-- start of Reading passage --

One of our dancers got through to the U.S. on a phone call: “Oh my God, do you realize there’s a big crisis going on, and we may be going to war with Russia!”

The Cuban missile crisis had been brewing, but none of the dancers knew it. The U.S. Embassy played dumb. Then, one morning at breakfast, we were officially told to avoid the embassy that day between the hours of two and five p.m. “The Russians are staging a demonstration. Not a good idea to be around.” For an hour or so, shouting protestors threw bottles of ink at the walls of the embassy while cameras rolled. When the photo op was over, that was it. They dispersed. Years later, Betty Cage confessed, “I didn’t sleep much. We had escape plan A, B, and C.” Plan A: look into chartering a plane so, if word came from the U.S. Embassy saying, “It’s about to happen, get out, get out!” we could hopefully bus to the waiting plane and flee. Plan B: if we were too late for a plane, surreptitiously keep the bus on call twenty-four hours, so that if we got the word “War has been declared,” the whole company could pack into the bus, and maybe have a chance to get inside the American Embassy. Plan C: no luck, interred in a gulag, doing barre in barracks. In her laconic, deadpan monotone, Betty elaborated on Plan C: “Well, the Bolshoi Ballet company is touring America. They care about their dancers. Maybe our state department will too, then we’ll get traded. Or maybe not.”

The Russian Literary Guild planned, for their union’s annual celebration, a show—a potpourri of Slavic arts, featuring folk dancers, a violinist, ballet, a vaudeville act, and an opera singer. And the guild was pressuring Balanchine to have his dancers perform. Balanchine dissembled; the minister of culture insisted.

There was no way he could squeeze out of it, so I suggested, “Why don’t Allegra and I do the pas de deux from A Midsummer Night’s Dream? It’s not taxing, and can be done in a small space.” That night, we went to the Literary Guild and, in the wee hours, on a stage the size of an index card—maybe fifteen feet by ten—performed before a hall packed with vodka-swilling trolls. Hating every second, Balanchine introduced us and disappeared, hiding backstage. Allegra and I adjusted the choreography to fit the index card; a series of lifts ordinarily done on a long diagonal became oscillating cabrioles, one to the right, pivot, one to the left, pivot, to the right, to the left. The audience talked and drank the whole time, and I don’t remember any applause when we finished. We were followed by an accordion player who received an ovation.

-- end of Reading passage --
-- start of Recorded information --

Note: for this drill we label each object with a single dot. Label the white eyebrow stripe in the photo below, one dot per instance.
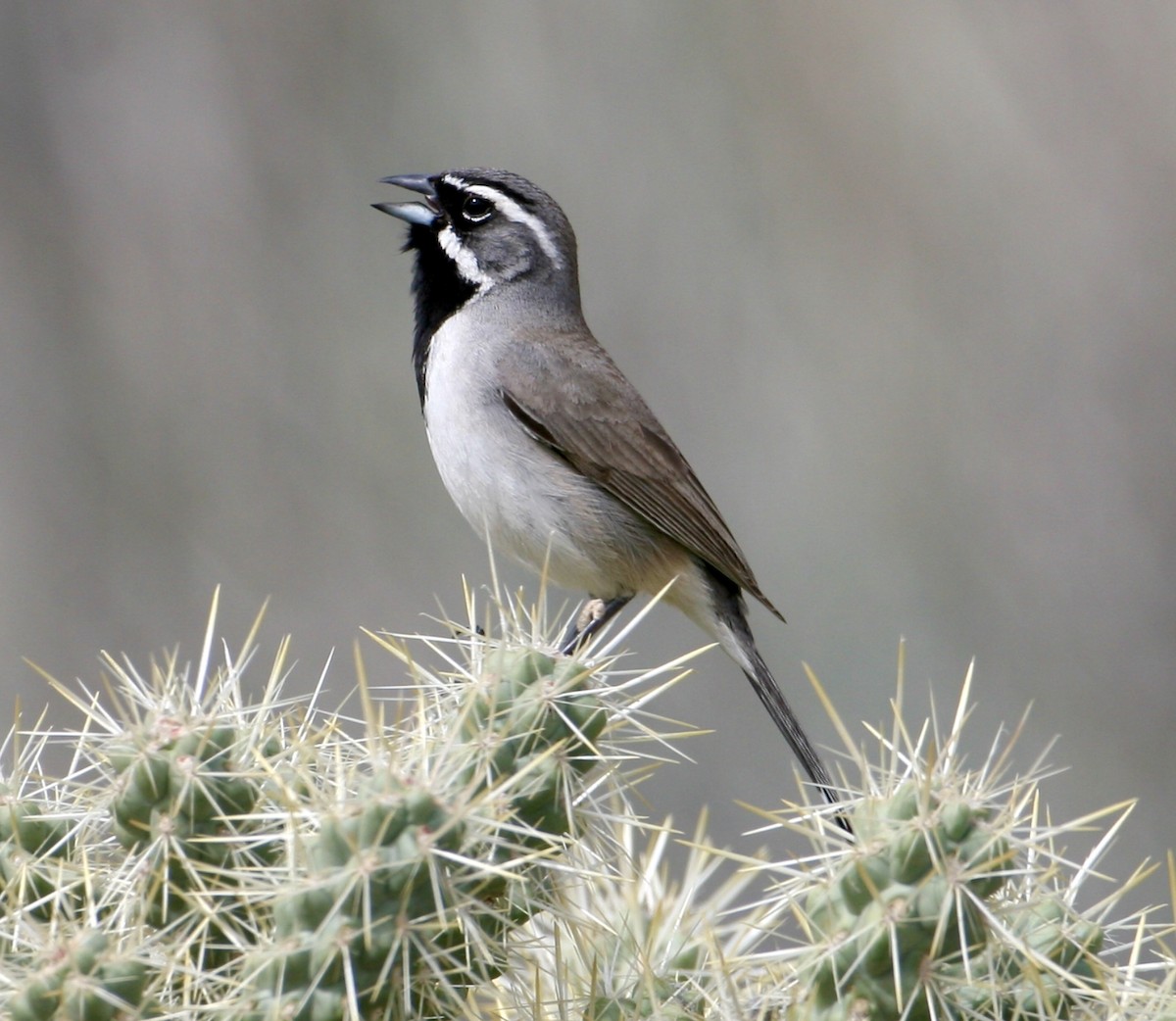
(464, 259)
(510, 209)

-- end of Recorded information --

## Requirement
Reproduce the ballet tour excerpt word for word, beginning at the words "The Russian Literary" and stopping after "of culture insisted.". Work only from the ballet tour excerpt; the listing plays no part.

## Solution below
The Russian Literary Guild planned, for their union’s annual celebration, a show—a potpourri of Slavic arts, featuring folk dancers, a violinist, ballet, a vaudeville act, and an opera singer. And the guild was pressuring Balanchine to have his dancers perform. Balanchine dissembled; the minister of culture insisted.